EXERCISE INSTRUCTIONS:
a: From the text below about pursuing a Ph.D., list every academic field or area of study it names.
b: In the text below about pursuing a Ph.D., why is the title Dr. generally reserved for medical doctors?

EXTRACT TO READ:
++++

First, let me tell you why you don’t want to. It is hard I’m talking about years of work (which someone else will get the majority of the credit for), often in locations which are far from your family and friends, subsisting on poverty wages. Most doctoral programs require students to do some teaching, which you’ll actually be grateful for because it pays actual cash money. However, unless you actually have a love of teaching, it will become incredibly frustrating about the fifteenth time one of your “students” tries to convince you to give them some extra credit (not extra credit work, just extra credit) even though they have attended class twice all semester and have yet to hand in an assignment.
Still thinking about becoming Dr. So-and-so? Well, most of the time, you won’t be called Dr., unless you do pursue a career in academia. Even then, you’ll most likely be called Professor to your face and less polite things at other times. Also, it’s generally considered bad form for doctoral degree holders to refer to themselves as Dr. So-and-so, especially if their last name isn’t So-and-so. Generally, that’s reserved for Medical Doctors because of their general usefulness in emergency situations. If you’re having a heart attack, my Ph.D. in Sociology isn’t going to do you any good. Also, if you have a doctoral degree and insist on being called Dr., the rest of us Ph.D.’s will talk about you, and not in a good way.
Still here? Then, you also need to know that your reward for the years of misery may not be any greater than the person who entered your field right after getting their undergraduate degree. It may not be any better than someone who entered your field from some complete other direction. Now, this is less true for certain areas, like life sciences or physics, but the point remains. A Ph.D. is not a guarantee of financial or career success you will probably toil in obscurity making less than most everyone you knew in college (unless all of you continued on into graduate school). Even if you do achieve a measure of fame, it will most likely be restricted to a tiny little circle and won’t help you get reservations or your picture in US Weekly.

++++

DATA SECTION:
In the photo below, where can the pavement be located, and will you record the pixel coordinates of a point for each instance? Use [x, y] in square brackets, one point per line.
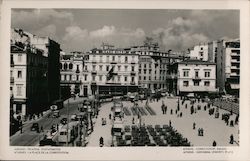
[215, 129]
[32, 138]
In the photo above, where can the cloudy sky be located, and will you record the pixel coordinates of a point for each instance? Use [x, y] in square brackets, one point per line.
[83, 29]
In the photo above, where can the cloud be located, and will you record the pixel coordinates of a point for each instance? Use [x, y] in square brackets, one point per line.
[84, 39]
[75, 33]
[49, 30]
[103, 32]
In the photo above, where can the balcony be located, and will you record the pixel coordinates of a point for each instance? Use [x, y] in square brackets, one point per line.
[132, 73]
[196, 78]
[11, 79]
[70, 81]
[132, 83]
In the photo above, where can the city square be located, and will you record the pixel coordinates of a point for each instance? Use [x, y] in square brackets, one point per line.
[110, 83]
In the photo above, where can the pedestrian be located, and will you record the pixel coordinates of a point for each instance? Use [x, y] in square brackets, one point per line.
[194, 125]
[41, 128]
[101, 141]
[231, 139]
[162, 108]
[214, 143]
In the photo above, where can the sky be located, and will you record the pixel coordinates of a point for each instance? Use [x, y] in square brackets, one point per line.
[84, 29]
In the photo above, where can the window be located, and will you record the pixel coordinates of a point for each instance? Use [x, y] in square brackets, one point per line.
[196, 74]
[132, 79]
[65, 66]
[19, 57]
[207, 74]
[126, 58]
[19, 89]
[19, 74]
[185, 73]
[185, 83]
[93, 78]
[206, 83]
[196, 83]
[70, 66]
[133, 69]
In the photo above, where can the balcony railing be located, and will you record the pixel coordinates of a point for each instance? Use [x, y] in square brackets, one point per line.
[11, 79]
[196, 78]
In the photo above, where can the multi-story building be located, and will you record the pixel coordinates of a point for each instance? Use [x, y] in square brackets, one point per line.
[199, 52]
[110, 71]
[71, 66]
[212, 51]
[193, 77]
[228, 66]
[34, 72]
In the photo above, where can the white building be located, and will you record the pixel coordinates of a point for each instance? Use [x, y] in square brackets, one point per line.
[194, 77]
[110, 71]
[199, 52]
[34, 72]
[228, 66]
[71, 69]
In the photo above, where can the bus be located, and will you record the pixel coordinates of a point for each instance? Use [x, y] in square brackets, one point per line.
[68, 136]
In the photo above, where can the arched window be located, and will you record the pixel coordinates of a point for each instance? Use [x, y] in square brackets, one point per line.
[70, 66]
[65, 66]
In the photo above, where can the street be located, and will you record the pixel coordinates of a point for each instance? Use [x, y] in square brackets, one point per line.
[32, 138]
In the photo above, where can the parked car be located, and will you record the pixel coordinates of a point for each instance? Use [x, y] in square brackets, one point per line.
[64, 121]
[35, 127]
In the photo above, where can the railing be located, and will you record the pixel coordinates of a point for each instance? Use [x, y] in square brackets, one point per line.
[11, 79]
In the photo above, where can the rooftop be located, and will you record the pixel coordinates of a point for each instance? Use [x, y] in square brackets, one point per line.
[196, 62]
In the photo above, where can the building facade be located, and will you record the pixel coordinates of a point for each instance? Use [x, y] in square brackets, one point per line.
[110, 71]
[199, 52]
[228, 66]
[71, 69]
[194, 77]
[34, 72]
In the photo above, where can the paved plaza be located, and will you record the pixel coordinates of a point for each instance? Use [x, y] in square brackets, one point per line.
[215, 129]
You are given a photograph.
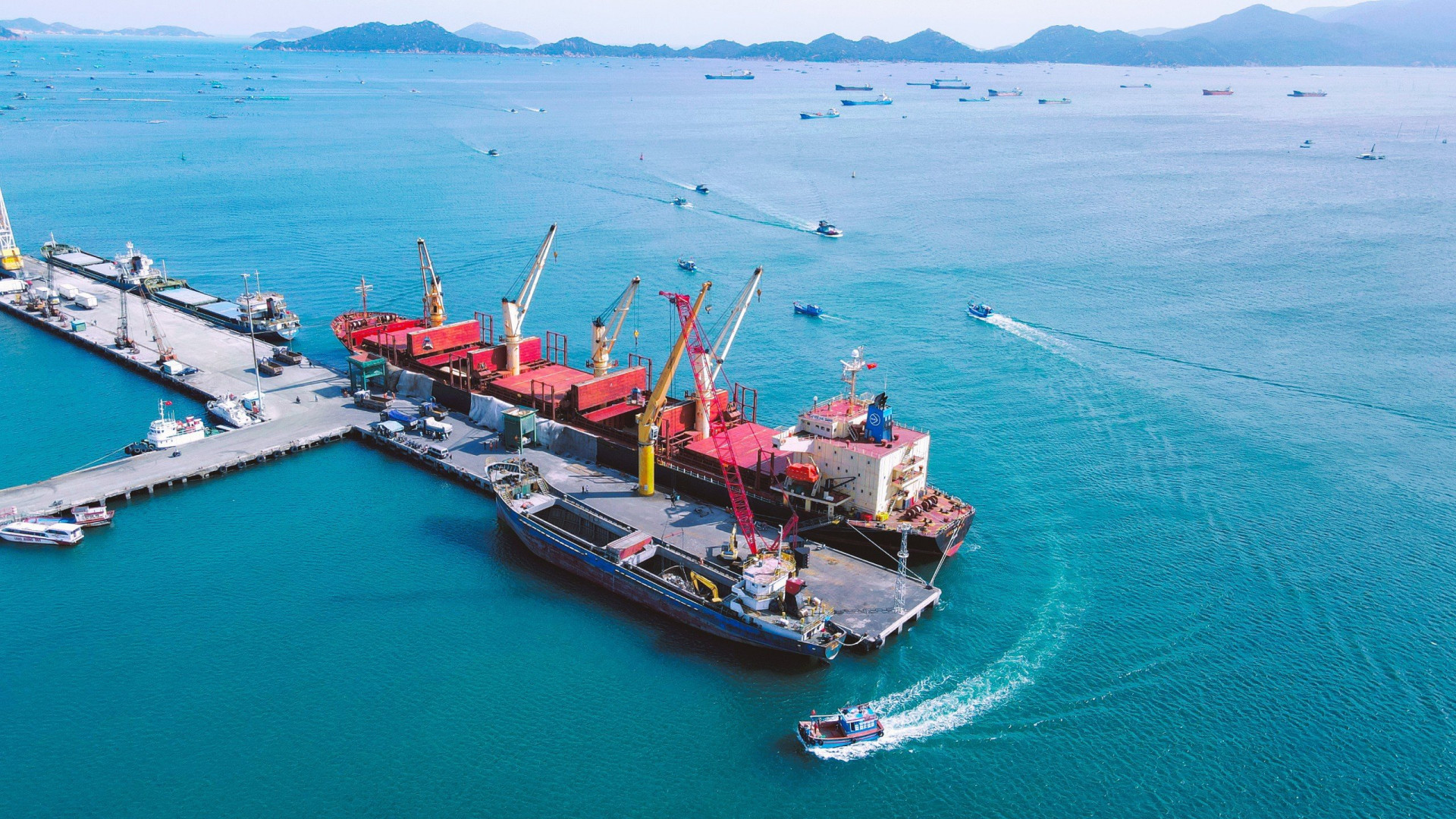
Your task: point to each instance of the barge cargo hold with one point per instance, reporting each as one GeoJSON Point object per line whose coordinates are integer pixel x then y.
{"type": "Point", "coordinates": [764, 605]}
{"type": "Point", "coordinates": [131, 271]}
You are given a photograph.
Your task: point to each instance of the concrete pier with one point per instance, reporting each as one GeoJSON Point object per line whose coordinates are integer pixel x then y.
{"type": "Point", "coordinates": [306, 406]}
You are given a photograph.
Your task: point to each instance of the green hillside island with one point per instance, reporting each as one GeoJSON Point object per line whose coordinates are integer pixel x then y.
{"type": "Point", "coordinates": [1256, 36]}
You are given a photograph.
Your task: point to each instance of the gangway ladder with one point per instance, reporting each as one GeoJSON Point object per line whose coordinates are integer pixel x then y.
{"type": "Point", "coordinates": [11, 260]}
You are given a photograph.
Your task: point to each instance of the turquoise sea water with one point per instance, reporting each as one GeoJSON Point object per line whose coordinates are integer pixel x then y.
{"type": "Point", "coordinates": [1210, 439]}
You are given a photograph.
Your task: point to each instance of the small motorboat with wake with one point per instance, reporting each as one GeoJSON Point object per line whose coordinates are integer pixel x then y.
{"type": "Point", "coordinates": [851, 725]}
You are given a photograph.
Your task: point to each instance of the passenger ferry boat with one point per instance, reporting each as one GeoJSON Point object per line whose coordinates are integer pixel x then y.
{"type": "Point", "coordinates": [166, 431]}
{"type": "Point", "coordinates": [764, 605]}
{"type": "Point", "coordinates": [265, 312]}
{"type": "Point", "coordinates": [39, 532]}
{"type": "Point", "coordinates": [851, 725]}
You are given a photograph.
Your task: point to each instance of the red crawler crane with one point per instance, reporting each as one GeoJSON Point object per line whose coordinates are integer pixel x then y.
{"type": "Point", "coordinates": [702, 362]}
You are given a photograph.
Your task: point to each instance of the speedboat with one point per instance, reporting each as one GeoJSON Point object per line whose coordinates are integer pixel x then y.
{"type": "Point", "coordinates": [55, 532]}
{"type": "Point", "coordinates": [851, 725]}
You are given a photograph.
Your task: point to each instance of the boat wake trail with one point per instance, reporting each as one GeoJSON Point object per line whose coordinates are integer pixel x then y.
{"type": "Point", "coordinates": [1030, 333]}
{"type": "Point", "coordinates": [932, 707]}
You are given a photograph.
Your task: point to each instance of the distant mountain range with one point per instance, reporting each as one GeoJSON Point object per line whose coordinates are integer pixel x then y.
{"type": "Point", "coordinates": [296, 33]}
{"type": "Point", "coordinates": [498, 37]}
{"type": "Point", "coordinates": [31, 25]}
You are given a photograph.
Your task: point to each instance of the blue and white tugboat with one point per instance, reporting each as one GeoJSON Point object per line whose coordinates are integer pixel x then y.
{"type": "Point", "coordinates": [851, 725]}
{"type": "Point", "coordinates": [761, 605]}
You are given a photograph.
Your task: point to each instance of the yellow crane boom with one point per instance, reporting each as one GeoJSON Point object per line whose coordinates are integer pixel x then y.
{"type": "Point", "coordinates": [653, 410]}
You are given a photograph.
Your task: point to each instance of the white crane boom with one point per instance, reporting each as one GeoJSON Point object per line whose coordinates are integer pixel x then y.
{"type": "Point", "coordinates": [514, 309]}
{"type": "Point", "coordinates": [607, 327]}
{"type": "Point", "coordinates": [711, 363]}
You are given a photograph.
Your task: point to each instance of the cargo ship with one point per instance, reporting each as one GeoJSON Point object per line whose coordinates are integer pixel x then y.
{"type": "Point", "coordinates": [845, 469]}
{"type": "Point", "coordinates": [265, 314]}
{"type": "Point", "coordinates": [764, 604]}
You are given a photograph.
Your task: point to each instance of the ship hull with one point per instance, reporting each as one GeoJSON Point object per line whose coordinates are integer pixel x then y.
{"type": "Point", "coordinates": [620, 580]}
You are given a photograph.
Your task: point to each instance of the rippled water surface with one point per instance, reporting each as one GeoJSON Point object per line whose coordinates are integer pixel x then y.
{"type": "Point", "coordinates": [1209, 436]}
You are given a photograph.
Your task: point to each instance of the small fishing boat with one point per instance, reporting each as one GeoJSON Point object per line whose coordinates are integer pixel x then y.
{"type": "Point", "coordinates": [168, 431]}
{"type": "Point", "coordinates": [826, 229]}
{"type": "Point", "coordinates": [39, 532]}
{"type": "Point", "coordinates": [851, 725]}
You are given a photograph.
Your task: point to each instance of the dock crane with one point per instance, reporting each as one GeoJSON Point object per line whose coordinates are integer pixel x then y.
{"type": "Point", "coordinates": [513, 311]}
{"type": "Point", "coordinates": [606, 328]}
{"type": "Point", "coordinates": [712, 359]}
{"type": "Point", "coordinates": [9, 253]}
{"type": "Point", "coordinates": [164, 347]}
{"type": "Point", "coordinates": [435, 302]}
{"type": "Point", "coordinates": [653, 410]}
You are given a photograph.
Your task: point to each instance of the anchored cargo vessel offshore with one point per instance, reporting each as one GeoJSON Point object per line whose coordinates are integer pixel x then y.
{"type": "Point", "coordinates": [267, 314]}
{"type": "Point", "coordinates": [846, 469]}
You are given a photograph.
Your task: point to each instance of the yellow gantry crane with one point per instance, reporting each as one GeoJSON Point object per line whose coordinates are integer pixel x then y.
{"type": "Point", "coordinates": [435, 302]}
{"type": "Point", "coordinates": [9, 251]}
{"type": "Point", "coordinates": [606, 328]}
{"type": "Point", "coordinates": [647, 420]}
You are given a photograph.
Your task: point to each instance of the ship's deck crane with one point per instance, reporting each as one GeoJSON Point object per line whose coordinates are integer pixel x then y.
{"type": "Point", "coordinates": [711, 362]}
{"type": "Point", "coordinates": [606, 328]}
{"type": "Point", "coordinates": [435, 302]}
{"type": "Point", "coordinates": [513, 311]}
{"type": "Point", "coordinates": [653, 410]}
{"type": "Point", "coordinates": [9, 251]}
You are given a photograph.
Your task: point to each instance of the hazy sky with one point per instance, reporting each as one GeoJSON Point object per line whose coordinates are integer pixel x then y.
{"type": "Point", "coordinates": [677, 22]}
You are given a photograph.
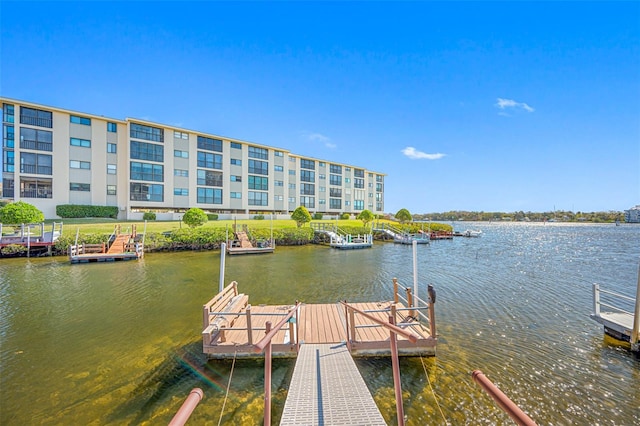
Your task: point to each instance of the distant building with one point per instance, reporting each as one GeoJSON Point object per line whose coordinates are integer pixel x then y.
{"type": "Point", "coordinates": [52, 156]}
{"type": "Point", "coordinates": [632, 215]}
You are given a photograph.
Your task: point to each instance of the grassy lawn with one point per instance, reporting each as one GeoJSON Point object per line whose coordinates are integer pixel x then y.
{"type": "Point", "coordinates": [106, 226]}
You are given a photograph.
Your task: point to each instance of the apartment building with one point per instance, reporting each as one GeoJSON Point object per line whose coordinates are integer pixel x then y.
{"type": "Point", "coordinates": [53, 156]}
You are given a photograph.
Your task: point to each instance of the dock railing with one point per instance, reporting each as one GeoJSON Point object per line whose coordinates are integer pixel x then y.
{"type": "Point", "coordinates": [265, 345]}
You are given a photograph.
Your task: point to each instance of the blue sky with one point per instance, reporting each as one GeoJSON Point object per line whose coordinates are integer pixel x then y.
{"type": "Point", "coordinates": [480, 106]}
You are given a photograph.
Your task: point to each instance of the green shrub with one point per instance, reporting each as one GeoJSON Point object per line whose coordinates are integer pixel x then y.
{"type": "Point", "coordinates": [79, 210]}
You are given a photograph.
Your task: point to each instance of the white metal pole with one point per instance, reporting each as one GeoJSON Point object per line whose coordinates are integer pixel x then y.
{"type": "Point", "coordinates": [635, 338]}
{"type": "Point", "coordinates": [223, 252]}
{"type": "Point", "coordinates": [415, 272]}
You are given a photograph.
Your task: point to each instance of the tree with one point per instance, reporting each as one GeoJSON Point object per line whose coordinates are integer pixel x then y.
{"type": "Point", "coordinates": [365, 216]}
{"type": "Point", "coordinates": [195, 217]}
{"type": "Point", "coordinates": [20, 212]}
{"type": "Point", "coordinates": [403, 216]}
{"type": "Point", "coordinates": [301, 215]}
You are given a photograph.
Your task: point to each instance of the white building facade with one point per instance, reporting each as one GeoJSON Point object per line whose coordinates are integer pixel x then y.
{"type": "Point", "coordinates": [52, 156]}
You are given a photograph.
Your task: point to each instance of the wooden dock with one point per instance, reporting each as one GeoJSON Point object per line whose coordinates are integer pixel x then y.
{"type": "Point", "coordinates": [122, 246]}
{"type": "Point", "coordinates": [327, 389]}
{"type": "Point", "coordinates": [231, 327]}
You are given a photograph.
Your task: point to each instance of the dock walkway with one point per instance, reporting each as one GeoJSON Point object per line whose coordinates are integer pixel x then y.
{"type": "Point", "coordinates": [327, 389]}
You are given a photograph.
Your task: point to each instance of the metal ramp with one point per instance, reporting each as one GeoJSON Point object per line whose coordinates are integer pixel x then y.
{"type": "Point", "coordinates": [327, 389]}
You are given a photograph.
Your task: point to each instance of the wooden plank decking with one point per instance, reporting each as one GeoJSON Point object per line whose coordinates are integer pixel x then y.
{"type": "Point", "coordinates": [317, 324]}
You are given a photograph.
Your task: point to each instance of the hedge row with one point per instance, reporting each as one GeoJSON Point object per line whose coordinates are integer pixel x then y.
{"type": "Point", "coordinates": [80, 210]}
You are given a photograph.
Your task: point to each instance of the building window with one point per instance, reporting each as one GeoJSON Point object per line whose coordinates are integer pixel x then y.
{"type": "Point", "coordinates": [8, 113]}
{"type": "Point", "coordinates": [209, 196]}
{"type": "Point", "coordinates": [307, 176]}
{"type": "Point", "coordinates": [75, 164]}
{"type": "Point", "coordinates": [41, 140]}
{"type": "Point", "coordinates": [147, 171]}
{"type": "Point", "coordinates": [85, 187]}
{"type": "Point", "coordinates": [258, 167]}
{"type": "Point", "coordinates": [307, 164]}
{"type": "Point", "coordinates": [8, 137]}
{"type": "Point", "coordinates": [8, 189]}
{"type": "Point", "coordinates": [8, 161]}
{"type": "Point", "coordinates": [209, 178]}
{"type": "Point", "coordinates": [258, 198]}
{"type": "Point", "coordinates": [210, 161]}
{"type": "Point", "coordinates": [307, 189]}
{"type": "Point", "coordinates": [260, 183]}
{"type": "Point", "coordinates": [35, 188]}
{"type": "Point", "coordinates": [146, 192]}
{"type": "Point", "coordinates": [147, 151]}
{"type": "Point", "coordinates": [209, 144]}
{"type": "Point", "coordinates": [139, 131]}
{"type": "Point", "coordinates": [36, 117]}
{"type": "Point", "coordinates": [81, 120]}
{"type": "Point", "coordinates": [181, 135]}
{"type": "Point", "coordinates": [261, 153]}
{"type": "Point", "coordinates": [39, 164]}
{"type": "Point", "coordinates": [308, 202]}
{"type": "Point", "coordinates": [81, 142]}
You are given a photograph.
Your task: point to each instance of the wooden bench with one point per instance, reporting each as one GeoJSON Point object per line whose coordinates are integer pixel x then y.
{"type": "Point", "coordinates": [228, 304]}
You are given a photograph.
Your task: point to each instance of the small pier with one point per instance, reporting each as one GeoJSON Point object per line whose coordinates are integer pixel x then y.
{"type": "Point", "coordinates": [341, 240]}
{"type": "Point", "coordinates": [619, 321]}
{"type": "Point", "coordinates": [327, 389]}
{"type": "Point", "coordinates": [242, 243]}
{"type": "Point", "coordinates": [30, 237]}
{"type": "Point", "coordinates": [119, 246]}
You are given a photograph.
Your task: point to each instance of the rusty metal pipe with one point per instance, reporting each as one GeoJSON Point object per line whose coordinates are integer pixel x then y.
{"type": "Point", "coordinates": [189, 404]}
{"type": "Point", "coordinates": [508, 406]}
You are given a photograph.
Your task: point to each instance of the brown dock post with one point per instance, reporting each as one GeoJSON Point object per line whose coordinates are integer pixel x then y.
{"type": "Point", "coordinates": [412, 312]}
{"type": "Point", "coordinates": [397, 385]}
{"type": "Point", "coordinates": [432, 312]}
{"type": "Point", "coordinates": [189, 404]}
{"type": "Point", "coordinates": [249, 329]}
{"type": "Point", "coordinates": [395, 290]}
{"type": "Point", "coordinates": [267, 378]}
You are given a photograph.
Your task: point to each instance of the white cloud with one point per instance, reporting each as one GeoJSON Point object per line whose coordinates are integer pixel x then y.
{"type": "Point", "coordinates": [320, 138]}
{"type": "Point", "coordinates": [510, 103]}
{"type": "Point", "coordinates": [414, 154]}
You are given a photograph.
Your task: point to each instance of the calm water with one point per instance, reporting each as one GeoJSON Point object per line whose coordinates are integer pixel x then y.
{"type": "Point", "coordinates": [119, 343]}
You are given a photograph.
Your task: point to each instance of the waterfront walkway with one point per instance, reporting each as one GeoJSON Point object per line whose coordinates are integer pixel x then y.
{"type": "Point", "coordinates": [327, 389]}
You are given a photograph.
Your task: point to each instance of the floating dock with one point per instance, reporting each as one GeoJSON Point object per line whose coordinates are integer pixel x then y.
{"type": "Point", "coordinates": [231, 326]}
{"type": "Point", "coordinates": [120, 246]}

++++

ANSWERS BY ITEM:
a: Sociology, life sciences, physics

b: Because of their general usefulness in emergency situations.